======== Supplied material ========

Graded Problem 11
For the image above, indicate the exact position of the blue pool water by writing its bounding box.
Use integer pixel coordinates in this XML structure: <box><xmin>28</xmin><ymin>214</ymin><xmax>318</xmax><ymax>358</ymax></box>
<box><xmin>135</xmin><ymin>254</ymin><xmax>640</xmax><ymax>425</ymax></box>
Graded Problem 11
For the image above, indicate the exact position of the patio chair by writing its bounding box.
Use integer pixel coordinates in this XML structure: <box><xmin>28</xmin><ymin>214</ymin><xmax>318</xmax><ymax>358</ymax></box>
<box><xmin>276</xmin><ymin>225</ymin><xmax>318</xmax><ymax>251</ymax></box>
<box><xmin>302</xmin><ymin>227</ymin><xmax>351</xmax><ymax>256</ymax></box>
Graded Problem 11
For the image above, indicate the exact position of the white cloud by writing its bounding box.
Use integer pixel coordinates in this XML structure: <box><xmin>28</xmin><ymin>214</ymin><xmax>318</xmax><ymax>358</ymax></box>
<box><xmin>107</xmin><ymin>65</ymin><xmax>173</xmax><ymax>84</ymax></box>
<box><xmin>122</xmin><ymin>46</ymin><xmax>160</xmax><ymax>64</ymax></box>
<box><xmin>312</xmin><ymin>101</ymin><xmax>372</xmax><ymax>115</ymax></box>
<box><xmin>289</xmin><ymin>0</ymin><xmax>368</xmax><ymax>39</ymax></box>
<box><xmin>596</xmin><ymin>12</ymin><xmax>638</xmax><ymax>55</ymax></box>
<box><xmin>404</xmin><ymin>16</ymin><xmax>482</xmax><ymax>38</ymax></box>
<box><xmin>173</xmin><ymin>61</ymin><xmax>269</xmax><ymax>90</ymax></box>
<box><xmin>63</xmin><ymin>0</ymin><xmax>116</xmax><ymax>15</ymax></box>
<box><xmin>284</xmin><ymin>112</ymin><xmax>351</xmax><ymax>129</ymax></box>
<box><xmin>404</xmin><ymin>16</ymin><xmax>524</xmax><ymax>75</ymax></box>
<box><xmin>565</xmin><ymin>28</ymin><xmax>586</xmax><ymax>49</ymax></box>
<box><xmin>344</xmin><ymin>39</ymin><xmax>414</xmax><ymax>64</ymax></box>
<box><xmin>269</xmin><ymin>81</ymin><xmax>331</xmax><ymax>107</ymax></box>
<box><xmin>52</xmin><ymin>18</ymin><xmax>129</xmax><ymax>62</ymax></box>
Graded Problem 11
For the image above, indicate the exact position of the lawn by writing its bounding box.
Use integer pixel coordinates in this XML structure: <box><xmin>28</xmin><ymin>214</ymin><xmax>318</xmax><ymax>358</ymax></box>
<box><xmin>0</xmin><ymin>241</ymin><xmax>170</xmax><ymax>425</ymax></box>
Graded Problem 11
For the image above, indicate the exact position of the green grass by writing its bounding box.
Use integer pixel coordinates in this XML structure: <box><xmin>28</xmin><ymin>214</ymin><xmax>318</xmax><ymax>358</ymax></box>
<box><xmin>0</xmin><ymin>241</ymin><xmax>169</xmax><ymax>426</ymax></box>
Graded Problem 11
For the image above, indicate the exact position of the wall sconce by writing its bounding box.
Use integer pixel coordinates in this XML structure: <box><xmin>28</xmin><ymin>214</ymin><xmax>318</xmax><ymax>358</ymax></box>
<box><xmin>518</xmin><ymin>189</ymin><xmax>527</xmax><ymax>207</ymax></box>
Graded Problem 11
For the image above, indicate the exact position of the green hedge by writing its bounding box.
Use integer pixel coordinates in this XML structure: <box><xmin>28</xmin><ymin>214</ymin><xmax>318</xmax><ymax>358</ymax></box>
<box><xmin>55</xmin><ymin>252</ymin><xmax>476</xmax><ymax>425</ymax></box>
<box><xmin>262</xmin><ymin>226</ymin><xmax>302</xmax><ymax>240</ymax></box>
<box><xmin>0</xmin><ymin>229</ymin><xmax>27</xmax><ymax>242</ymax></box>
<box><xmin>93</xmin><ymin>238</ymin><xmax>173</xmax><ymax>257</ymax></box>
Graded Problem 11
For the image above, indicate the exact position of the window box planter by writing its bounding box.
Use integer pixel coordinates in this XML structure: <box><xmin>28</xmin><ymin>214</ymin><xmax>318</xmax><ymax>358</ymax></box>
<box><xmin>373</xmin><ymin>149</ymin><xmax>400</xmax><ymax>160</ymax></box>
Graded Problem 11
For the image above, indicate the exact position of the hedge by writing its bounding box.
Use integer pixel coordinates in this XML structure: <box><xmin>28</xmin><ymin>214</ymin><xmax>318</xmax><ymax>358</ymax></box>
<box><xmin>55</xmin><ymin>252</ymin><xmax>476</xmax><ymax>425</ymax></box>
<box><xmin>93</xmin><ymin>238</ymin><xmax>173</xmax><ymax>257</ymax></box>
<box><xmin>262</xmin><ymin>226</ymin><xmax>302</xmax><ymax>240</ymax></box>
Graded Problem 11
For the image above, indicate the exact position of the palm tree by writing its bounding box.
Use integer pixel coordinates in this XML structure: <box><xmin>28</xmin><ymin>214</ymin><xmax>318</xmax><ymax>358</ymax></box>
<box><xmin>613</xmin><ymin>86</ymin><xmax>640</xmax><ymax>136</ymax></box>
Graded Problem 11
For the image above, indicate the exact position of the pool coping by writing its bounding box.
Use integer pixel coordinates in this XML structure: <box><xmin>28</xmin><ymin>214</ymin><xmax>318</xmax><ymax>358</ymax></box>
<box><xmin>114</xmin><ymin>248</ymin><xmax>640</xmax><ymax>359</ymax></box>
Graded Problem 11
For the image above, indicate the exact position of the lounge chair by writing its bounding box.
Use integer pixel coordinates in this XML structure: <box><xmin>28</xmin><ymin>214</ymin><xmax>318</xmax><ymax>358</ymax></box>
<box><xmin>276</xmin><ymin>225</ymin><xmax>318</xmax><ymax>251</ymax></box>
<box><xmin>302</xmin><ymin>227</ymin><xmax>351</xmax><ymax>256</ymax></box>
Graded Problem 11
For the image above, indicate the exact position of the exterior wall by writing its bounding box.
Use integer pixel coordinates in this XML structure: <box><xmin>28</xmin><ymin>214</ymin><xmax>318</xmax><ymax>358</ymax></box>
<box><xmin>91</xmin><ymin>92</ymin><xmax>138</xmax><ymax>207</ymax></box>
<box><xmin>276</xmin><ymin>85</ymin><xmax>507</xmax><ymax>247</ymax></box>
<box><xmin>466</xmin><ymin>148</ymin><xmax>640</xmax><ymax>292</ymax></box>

========

-- Goal --
List each line of the listing above that contains the string "wall", reproducing every such line in full.

-- Task result --
For the image above, indicate the exact position of the wall sconce by writing its bounding box.
For the image above, indicate the exact position of the exterior wall by writing its bounding box.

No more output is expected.